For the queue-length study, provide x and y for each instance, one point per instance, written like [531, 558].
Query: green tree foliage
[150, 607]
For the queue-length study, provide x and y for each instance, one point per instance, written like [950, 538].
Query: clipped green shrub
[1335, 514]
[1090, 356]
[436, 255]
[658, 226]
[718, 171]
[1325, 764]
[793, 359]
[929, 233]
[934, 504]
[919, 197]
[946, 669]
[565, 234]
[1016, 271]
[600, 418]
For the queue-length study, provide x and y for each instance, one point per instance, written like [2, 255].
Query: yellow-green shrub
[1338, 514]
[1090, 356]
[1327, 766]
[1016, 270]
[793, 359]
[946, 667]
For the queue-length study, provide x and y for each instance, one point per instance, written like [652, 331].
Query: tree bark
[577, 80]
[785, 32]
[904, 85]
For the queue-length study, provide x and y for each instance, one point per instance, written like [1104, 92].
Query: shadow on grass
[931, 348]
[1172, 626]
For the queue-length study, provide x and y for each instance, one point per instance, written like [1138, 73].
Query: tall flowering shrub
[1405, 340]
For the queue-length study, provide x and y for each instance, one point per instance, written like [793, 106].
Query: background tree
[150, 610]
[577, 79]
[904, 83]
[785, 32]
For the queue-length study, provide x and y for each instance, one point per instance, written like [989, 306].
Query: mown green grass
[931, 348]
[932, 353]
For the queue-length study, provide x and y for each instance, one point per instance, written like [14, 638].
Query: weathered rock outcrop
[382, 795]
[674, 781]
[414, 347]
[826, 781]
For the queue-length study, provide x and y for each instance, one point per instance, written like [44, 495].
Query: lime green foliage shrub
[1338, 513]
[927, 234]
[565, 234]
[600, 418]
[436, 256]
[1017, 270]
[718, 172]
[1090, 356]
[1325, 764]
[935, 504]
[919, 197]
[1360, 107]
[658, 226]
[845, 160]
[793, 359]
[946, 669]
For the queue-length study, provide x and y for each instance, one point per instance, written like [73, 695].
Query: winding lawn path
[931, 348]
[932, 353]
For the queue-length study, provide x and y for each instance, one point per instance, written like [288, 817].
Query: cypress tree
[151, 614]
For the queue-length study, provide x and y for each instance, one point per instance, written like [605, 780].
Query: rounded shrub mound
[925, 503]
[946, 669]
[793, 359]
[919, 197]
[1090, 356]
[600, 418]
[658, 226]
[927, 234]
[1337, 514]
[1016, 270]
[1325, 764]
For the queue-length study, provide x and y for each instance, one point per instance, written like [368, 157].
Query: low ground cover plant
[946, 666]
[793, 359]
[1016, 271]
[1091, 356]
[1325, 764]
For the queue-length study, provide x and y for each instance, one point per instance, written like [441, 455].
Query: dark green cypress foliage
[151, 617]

****

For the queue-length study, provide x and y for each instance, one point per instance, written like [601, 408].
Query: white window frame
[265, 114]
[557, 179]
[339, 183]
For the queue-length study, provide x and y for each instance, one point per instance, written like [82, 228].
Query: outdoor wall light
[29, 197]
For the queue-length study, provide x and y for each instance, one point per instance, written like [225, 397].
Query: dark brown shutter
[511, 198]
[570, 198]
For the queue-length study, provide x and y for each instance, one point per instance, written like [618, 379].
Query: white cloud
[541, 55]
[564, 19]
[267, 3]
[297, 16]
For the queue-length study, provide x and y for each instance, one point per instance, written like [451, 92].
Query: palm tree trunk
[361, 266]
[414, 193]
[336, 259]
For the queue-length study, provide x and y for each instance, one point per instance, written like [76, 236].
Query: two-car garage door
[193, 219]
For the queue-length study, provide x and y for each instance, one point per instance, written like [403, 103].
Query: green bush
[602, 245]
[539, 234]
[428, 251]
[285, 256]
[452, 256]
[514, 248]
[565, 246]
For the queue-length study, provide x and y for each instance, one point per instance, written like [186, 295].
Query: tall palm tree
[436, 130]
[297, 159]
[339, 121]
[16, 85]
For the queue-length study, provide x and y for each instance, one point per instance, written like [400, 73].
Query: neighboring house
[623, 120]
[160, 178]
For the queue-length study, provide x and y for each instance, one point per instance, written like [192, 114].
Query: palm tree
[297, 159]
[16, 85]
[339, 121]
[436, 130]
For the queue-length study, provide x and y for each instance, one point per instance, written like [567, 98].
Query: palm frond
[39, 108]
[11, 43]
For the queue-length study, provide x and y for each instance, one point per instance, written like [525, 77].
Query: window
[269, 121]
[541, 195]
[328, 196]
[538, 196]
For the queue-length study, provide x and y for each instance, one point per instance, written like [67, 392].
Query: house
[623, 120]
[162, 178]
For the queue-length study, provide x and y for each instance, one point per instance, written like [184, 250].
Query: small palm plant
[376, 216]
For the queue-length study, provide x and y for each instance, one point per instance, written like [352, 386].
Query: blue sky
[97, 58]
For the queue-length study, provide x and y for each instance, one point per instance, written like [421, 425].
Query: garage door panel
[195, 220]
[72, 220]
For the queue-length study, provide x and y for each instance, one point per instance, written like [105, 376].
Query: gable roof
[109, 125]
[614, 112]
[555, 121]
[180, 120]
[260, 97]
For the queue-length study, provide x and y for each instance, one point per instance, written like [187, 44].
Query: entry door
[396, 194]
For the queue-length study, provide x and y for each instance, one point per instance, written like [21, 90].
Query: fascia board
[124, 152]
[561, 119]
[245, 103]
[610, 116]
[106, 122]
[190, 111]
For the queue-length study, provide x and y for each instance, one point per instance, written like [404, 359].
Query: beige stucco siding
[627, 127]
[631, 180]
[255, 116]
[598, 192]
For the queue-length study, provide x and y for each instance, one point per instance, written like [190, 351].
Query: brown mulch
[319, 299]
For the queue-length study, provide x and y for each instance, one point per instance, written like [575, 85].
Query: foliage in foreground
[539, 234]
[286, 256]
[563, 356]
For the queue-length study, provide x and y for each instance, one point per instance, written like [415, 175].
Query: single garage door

****

TASK STATEMENT ▸ Your task is to retype the entries verbatim, starting with the line that holds "like [225, 397]." and stopping after the line that holds "like [567, 98].".

EXERCISE OUTPUT ▸
For the queue-length study, provide x and y for each instance, one point per instance, written like [225, 397].
Query: dark brown shutter
[511, 198]
[570, 198]
For the queue-length study, provide x and y for each instance, one point per instance, written like [618, 379].
Query: white cloud
[541, 55]
[564, 19]
[267, 3]
[297, 16]
For the queue-length study, provide x and y for each instance, one point per instance, written like [451, 92].
Query: palm tree trunk
[361, 266]
[414, 193]
[336, 259]
For the queue-length study, provide x and y for each instance, one point per instance, written like [76, 236].
Query: two-car garage door
[193, 219]
For the queue-length study, provide x and y for each instance, one point per instance, written like [403, 103].
Query: green bush
[602, 245]
[539, 234]
[428, 251]
[285, 256]
[452, 256]
[514, 248]
[565, 246]
For the queue-length study, provide x and y for each instance, one point per instance, written like [186, 295].
Query: tall palm tree
[436, 130]
[297, 159]
[339, 121]
[16, 85]
For the queue-length study, provide x and y for each instance, one point per instance, written like [400, 73].
Query: neighboring house
[623, 120]
[160, 178]
For the queue-length study, provide x and y for each instance, one point per instance, written like [192, 114].
Query: palm tree
[297, 159]
[16, 85]
[339, 121]
[436, 130]
For the queue-length study, provide x and y for each instance, one point per instance, written like [567, 98].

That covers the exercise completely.